• _Задание A_
О чем, согласно тексту о ненормативной лексике, свидетельствует то, что заядлый матерщинник обозначает все явления мира только «универсальными местоимениями»?
• _Задание B_
Продолжите текст о ненормативной лексике с того места, на котором он заканчивается.

• _Исходный документ_
* * *
Такой язык понятен нечисти - значит, он непристоен. (Кстати, еще лет
пятьдесят назад матерщинника одернули бы в любой сибирской деревне, и
мало кто захотел бы с ним общаться - нельзя разговаривать с людьми
языком, понятным только нечисти). Вот мы и прошли всю цепочку. Таким
образом, непристойные слова связаны со святыми понятиями, базовыми для
существования человека. Отсюда и энергия, мощный эмоциональный заряд
неприличных слов - но этот заряд имеет знак "минус", поскольку в
реакции на него есть элемент реакции на агрессию. Наша задача теперь -
выяснить, как можно изменить отрицательный знак этого эмоционального
заряда на положительный. Для решения данной задачи имеет смысл
обратиться как к веками живущему фольклору, так и к современной
литературе, чтобы в первую очередь посмотреть на шутки с применением
ненормативной лексики. Шутка, смех - это явно положительный
эмоциональный заряд! Надо сказать, что фольклор весьма бережно
относится к ненормативной лексике - если не дозирует ее но каплям, то
хотя бы старается не переборщить. Однажды мне довелось присутствовать
на маленьком неофициальном конкурсе частушек. Я процитирую частушку,
получившую первый приз, в том виде, в каком она была исполнена: Как у
наших у ворот Бобик Тузика ебёт. Шишечки, шишечки. Сношайтесь,
ребятишечки! Во второй половине частушки непристойное обозначение
полового акта заменено пристойным, чтобы не перегрузить ее матом; ну,
а в первой половине мат был необходим - иначе потерялась бы
эмоциональность. Конечно, в фольклоре присутствуют и произведения,
перенасыщенные матерщиной, но к ним никто никогда не относится, как к
особой ценности, - ценность представляют (и передаются поэтому из уст
в уста веками) именно сбалансированные по мату шедевры на манер
цитированного. Фольклор бережно сохраняет также произведения со
скрытыми инвективами. Например, формально текст песни не содержит
нецензурного слова, но при произнесении оно появляется в тексте за
счет фонетической двусмысленности, игры слов: "Уху я, уху я, уху я
варила!" или "Ох, да ох, уе, ох, уехал мой миленок"; или "Ах, у ёлки,
ох, уели". Между прочим, неприятие фольклором чрезмерного мата можно
объяснить еще и тем, что в обыденной жизни заядлый матерщинник -
довольно скучный человек. То, что он использует для обозначения всех
явлений мира только "универсальные местоимения", свидетельствует о
скудности его словарного запаса - либо в связи с недоразвитием
личности, либо в связи с ее деградацией. Богатство словарного запаса
зависит от функций высших отделов коры головного мозга, легко
поражающихся при хронической алкогольной интоксикации, инсультах и т.
* * *
• _Выдержка из данных_
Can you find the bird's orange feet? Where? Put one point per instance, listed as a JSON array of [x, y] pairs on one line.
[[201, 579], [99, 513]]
* * *
• _Результат выполнения A_
О скудности его словарного запаса, связанной либо с недоразвитием личности, либо с ее деградацией.

• _Результат выполнения B_
п. У больных с симптомами моторной афазии мы сплошь и рядом наблюдаем,
что из всего словарного запаса остаются только пара нецензурных слов и
что-то простое типа "папа, мама, раз, два, три". (Это тоже
подтверждает сакральность понятий ненормативной лексики). Фольклор,
естественно, не разбирается в физиологии высшей нервной деятельности-
он интуитивно чувствует принижающий смысл обильного мата и избегает
этого. Таким образом, при изучении нецензурного фольклора можно
сделать вывод, что самая любимая народом техника для мата - это
техника "кавычек" и игра слов. Удачные шутки из этого арсенала
обязательно включают в себя защиту от мата - может быть, через
оформление инвективы как произнесенной не рассказчиком слушателю, а
кем-то третьим кому-то четвертому. Запомним это и пойдем дальше. А
дальше мы обратимся к литературе - чтобы обнаружить, что многие
писатели используют в своих произведениях ненормативную лексику. Я
намерен здесь ограничиться творчеством нескольких современников, чьи
имена у вас, скорее всего, на слуху именно в связи с ненормативной
лексикой. Это Эдуард Лимонов, Юз Алешковский, Игорь Губерман и
Венедикт Ерофеев. (Правда, сначала я все равно процитирую Пушкина,
чтобы у нас был образец применения инвективы классиком и великолепным
стилистом. Мат у Пушкина - элемент стиля:"... Чтоб напечатать
"Онегина", я в состоянии т.е. или рыбку съесть, или на хуй сесть. Дамы
принимают эту пословицу в обратном смысле. Как бы то ни было, готов
хоть в петлю". А. С. Пушкин "Письма"). И прошу извинить меня, но
первых двух авторов я цитировать не буду вот почему: мат у литератора
может быть элементом сюжета или элементом стиля. У Лимонова и
Алеш-ковского мат - элемент сюжета: оба они описывают дно (неважно,
харьковское, нью-йоркское или блатное), и они включают мат в
литературу только потому, что так разговаривают их герои в жизни. То
есть литература Лимонова и Алеш-ковского - зеркало действительности;
она ближе к публицистике, нежели к "разумному, доброму, вечному". Мат
Алешковского и Лимонова мы можем услышать у любого пивного ларька - и
это неинтересно... Разумеется, все это - только мое личное мнение, а я
- не литературовед. Наверное, если в жизни есть отбросы, то их можно
описывать в литературе... Но здесь я хочу процитировать М. Жванецкого:
"Не стыдно копаться в отбросах, мой мальчик. Стыдно получать от этого
удовольствие..." Кстати, позицию Алешковского для меня прояснило одно
его высказывание; дословно не помню, а по смыслу примерно так:
"Почему, собственно, употреблять слово "жопа" более зазорно, чем слово
"убийство"? Ведь убийство - что-то из ряда вон выходящее, а жопа
совершенно естественна". За это высказывание я уважаю Алешковского, но
его литература все же не становится для меня более привлекательной...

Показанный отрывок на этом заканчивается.